* [DATA TO EXAMINE]
=-=-=

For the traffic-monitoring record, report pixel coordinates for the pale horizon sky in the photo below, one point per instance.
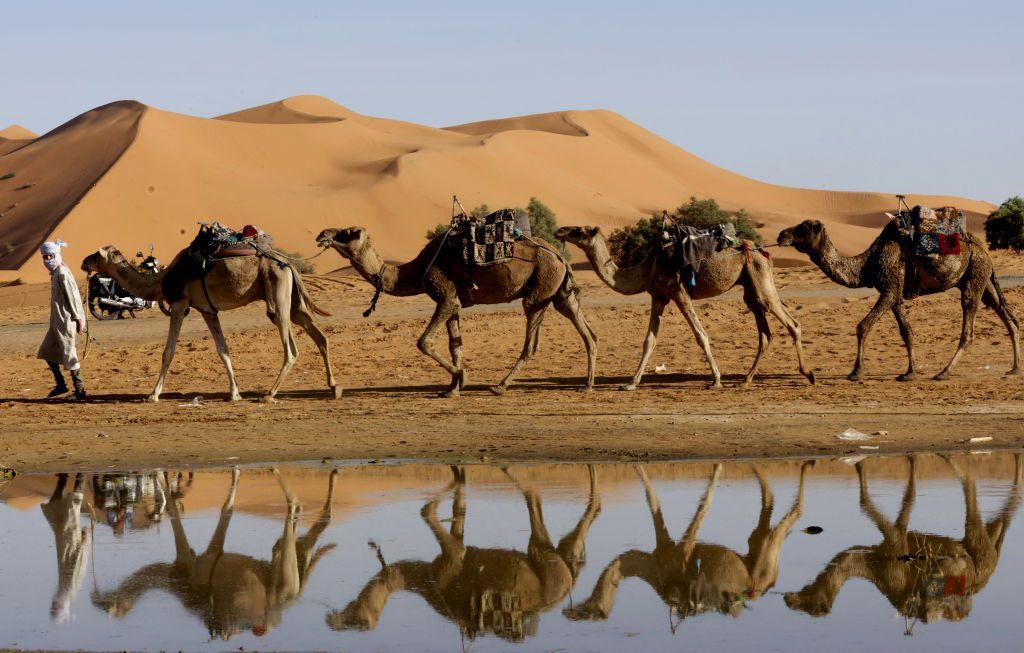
(921, 97)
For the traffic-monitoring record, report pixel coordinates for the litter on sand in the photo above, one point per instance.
(852, 434)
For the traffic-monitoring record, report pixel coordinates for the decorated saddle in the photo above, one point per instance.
(489, 238)
(933, 232)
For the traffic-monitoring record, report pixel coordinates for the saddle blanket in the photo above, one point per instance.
(487, 240)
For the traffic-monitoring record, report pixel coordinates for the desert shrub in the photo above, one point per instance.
(1005, 226)
(630, 245)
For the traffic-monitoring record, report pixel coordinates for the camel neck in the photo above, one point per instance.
(845, 270)
(628, 280)
(142, 285)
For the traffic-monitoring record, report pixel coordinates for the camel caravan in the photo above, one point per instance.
(494, 259)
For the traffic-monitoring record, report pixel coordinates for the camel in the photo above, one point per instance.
(230, 283)
(926, 577)
(229, 592)
(693, 577)
(898, 275)
(501, 591)
(655, 276)
(537, 273)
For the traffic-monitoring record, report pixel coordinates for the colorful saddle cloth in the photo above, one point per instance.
(487, 240)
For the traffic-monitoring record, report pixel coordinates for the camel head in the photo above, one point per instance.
(102, 259)
(805, 237)
(348, 242)
(580, 236)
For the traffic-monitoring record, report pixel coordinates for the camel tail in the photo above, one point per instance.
(304, 295)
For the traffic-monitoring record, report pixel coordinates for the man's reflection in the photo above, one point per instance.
(64, 512)
(229, 592)
(926, 577)
(691, 576)
(500, 591)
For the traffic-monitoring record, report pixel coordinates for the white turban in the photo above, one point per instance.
(52, 247)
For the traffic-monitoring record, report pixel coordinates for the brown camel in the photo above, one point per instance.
(229, 592)
(924, 576)
(231, 283)
(502, 591)
(693, 577)
(898, 275)
(655, 276)
(537, 273)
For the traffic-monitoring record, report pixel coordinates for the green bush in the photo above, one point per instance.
(630, 245)
(1005, 226)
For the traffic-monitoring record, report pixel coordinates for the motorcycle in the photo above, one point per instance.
(110, 301)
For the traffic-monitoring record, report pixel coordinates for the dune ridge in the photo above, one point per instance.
(130, 175)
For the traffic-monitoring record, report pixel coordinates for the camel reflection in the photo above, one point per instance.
(64, 512)
(693, 577)
(500, 591)
(229, 592)
(926, 577)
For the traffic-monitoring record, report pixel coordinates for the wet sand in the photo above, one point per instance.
(389, 408)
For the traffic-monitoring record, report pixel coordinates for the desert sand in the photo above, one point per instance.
(389, 409)
(131, 175)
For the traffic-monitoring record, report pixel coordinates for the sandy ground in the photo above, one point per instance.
(389, 408)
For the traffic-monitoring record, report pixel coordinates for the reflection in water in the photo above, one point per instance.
(693, 577)
(71, 540)
(926, 577)
(428, 584)
(500, 591)
(229, 592)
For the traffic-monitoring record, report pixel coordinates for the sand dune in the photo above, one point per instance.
(129, 175)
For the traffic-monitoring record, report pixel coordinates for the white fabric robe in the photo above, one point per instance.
(66, 307)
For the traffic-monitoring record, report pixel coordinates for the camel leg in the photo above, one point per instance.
(302, 317)
(899, 312)
(657, 304)
(173, 331)
(213, 323)
(283, 297)
(568, 305)
(764, 337)
(992, 300)
(535, 313)
(686, 307)
(884, 303)
(442, 312)
(970, 303)
(455, 348)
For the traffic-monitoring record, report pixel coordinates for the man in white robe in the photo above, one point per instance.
(67, 319)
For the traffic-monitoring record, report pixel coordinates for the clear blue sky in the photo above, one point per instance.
(871, 95)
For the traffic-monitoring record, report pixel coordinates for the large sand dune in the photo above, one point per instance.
(128, 174)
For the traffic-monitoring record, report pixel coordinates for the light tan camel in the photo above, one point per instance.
(899, 274)
(231, 283)
(926, 577)
(230, 592)
(500, 591)
(657, 276)
(537, 273)
(693, 577)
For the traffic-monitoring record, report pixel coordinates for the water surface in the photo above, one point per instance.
(919, 554)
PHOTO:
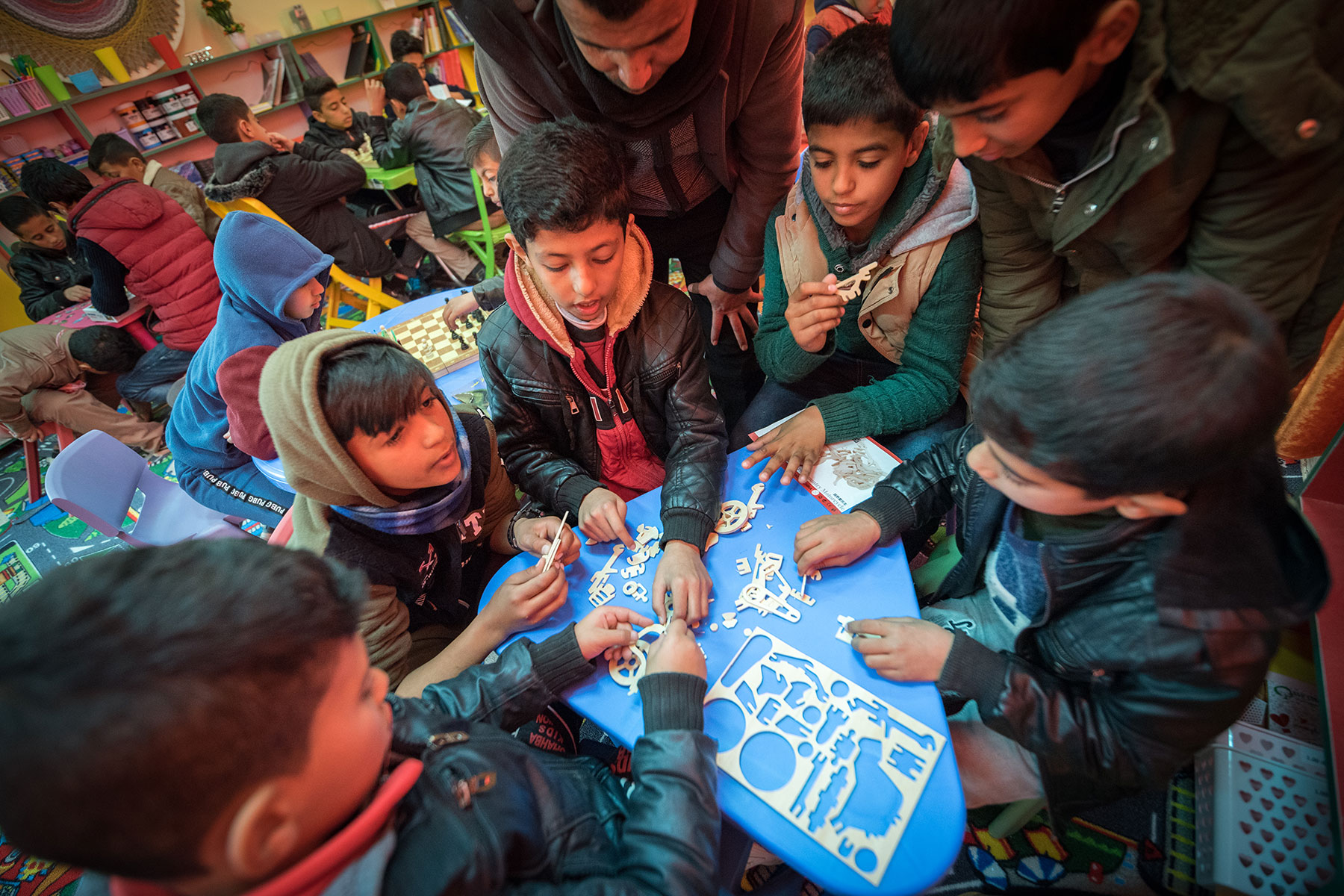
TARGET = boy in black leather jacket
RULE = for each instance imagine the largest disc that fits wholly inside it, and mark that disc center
(228, 734)
(596, 374)
(1128, 555)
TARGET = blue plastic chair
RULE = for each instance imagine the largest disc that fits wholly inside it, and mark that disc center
(96, 480)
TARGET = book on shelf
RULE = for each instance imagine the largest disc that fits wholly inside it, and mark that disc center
(314, 67)
(460, 33)
(359, 46)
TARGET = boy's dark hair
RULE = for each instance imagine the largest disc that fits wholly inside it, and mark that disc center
(402, 43)
(349, 405)
(1151, 385)
(956, 50)
(562, 175)
(615, 10)
(107, 349)
(141, 692)
(403, 82)
(480, 141)
(317, 87)
(220, 113)
(52, 180)
(111, 148)
(16, 211)
(851, 82)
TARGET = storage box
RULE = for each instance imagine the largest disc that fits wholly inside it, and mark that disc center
(1261, 828)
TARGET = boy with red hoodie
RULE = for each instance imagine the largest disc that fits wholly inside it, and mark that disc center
(596, 374)
(137, 238)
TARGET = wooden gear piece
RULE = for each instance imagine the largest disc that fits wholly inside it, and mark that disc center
(732, 516)
(850, 287)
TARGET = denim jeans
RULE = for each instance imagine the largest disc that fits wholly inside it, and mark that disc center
(241, 491)
(839, 374)
(154, 375)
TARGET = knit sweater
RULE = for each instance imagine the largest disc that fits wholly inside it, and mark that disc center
(922, 388)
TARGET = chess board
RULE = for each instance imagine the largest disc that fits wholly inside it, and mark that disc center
(435, 343)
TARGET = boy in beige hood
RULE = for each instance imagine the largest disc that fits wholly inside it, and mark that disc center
(394, 482)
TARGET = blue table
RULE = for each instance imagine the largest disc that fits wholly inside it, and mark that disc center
(464, 379)
(880, 585)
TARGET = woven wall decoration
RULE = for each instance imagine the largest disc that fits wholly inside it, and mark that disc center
(65, 33)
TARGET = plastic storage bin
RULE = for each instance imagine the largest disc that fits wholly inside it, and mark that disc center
(1263, 828)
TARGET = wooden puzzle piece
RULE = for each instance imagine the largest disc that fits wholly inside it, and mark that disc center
(850, 287)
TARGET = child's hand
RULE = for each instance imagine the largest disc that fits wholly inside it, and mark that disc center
(608, 628)
(676, 652)
(815, 309)
(460, 308)
(524, 600)
(796, 445)
(603, 517)
(535, 536)
(376, 94)
(902, 649)
(833, 541)
(280, 141)
(682, 571)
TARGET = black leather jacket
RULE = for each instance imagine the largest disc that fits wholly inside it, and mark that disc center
(547, 824)
(433, 137)
(1156, 632)
(43, 276)
(547, 437)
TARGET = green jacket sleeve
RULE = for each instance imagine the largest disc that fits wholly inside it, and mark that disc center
(777, 352)
(1021, 273)
(40, 299)
(925, 385)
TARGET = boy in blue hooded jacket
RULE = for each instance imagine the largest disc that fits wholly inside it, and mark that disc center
(273, 285)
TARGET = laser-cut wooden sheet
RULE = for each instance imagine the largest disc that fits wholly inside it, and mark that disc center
(839, 763)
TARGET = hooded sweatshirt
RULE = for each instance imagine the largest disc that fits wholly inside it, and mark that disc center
(304, 187)
(261, 262)
(416, 578)
(927, 343)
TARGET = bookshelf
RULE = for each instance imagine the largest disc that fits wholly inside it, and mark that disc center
(241, 73)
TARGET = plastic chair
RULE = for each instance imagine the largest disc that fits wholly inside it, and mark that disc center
(33, 464)
(96, 480)
(342, 287)
(482, 240)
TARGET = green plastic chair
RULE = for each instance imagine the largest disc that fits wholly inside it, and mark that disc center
(483, 240)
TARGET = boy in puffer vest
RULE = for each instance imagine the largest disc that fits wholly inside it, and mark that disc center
(136, 238)
(203, 719)
(870, 199)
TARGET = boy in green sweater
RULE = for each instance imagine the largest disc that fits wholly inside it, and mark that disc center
(870, 200)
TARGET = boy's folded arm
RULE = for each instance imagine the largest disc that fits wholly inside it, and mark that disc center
(323, 172)
(698, 444)
(1021, 273)
(925, 386)
(918, 489)
(524, 447)
(520, 684)
(390, 146)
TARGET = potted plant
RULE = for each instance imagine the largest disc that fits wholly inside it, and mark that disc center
(220, 11)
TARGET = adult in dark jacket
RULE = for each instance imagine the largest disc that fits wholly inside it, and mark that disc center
(705, 99)
(47, 264)
(300, 181)
(140, 240)
(432, 134)
(255, 648)
(1128, 555)
(594, 371)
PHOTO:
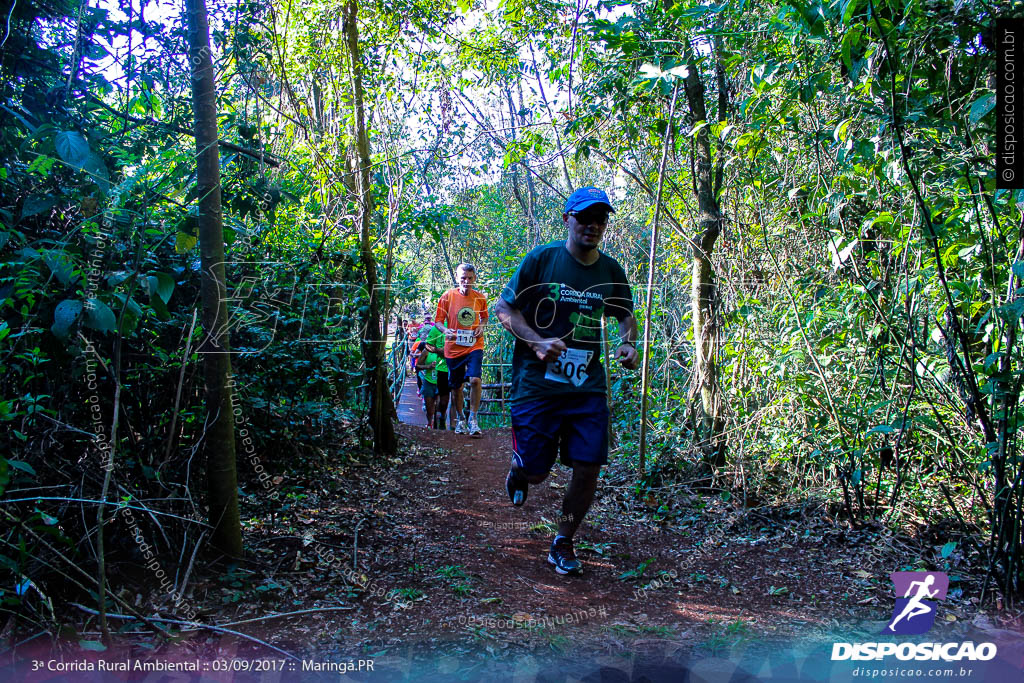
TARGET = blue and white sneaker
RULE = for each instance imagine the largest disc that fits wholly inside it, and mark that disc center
(516, 487)
(562, 555)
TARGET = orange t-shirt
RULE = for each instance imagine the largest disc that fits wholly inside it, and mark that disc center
(462, 312)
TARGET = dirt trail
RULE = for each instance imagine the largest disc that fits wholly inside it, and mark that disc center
(466, 571)
(481, 564)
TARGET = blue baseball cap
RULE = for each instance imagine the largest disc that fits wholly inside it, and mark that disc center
(587, 197)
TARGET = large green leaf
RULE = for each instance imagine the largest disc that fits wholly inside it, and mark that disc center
(65, 315)
(99, 316)
(59, 264)
(73, 147)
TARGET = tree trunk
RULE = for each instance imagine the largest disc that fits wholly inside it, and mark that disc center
(219, 437)
(704, 298)
(381, 406)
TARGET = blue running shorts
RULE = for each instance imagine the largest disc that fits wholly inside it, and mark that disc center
(465, 367)
(574, 426)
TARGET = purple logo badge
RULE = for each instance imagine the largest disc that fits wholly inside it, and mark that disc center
(916, 593)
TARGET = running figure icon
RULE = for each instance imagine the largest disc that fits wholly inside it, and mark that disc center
(914, 612)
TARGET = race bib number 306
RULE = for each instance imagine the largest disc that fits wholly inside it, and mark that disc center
(570, 367)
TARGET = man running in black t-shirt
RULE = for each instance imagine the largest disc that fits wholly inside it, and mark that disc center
(554, 304)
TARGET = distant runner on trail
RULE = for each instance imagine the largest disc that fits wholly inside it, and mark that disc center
(435, 344)
(554, 304)
(464, 312)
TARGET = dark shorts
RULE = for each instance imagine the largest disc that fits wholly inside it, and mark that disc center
(442, 385)
(465, 367)
(429, 389)
(573, 426)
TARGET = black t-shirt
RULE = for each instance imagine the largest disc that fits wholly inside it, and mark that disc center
(560, 297)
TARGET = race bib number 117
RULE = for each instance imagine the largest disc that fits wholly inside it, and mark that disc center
(570, 367)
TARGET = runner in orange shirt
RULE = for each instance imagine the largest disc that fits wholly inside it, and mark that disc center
(463, 311)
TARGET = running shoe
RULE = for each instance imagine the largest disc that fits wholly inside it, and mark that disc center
(562, 555)
(516, 487)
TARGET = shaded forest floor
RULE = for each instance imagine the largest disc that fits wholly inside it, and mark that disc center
(449, 568)
(448, 565)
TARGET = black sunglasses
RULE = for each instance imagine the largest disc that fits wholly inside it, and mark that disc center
(591, 217)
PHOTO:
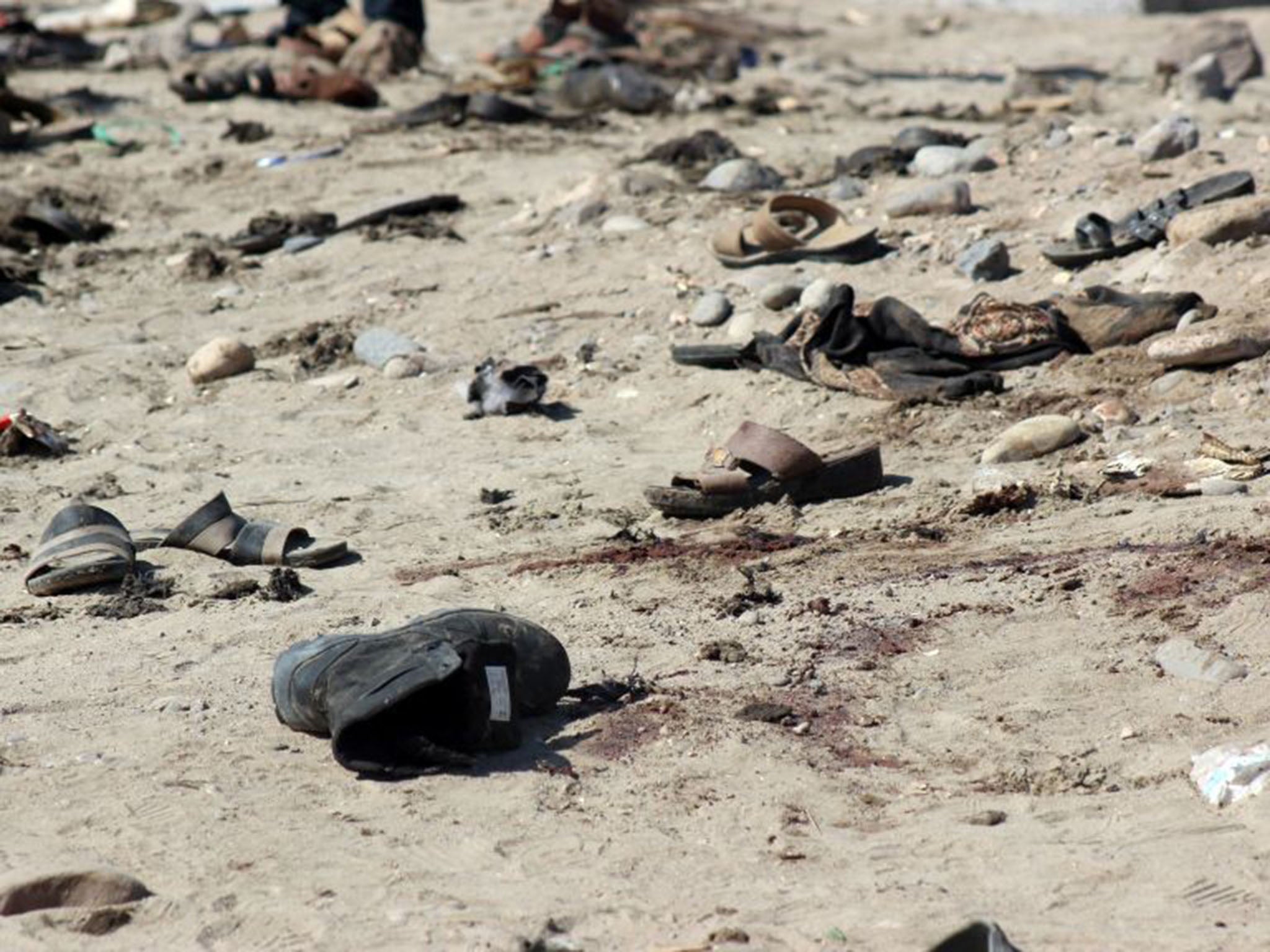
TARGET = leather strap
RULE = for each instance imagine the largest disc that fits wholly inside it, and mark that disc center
(773, 451)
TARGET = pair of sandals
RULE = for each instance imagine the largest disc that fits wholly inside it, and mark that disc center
(86, 546)
(1098, 238)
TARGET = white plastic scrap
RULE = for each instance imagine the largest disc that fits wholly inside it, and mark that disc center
(1128, 465)
(1227, 775)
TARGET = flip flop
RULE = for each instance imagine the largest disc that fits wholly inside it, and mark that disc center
(761, 465)
(83, 546)
(789, 229)
(218, 531)
(1099, 238)
(304, 82)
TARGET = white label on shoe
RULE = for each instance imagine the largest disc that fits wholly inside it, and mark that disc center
(499, 695)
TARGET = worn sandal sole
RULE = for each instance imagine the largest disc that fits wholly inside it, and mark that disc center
(314, 557)
(59, 582)
(850, 474)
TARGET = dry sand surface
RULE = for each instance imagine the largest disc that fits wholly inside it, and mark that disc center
(945, 664)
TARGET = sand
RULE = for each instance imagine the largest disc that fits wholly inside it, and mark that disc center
(938, 666)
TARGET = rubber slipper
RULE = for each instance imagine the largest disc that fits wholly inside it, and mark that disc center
(211, 87)
(761, 465)
(218, 531)
(1099, 238)
(304, 82)
(83, 546)
(789, 229)
(977, 937)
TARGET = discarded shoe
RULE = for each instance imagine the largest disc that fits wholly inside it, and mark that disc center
(83, 546)
(977, 937)
(1098, 238)
(789, 229)
(427, 695)
(760, 465)
(502, 389)
(218, 531)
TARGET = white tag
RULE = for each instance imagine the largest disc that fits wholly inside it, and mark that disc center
(499, 695)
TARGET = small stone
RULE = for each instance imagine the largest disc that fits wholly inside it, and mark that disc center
(987, 818)
(378, 347)
(780, 295)
(1188, 319)
(1232, 220)
(845, 188)
(742, 175)
(1030, 438)
(1178, 386)
(1208, 346)
(1057, 138)
(985, 260)
(218, 358)
(950, 197)
(1203, 79)
(1168, 139)
(296, 244)
(1183, 658)
(404, 366)
(741, 328)
(938, 162)
(817, 295)
(624, 224)
(1221, 487)
(639, 183)
(711, 310)
(1114, 413)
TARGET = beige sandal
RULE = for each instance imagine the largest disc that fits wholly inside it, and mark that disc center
(789, 229)
(761, 465)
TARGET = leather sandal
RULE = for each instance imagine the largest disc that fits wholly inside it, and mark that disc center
(760, 465)
(789, 229)
(218, 531)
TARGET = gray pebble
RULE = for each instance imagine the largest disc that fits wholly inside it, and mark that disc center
(845, 188)
(780, 295)
(1168, 139)
(1221, 487)
(624, 224)
(950, 197)
(985, 260)
(711, 310)
(817, 295)
(938, 162)
(742, 175)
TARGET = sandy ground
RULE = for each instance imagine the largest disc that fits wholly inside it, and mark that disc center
(945, 664)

=-=-=

* [YOUR INSTRUCTIONS]
What is the number of lines above that contain the string "running"? Answer with the number alone.

* [ANSWER BOX]
4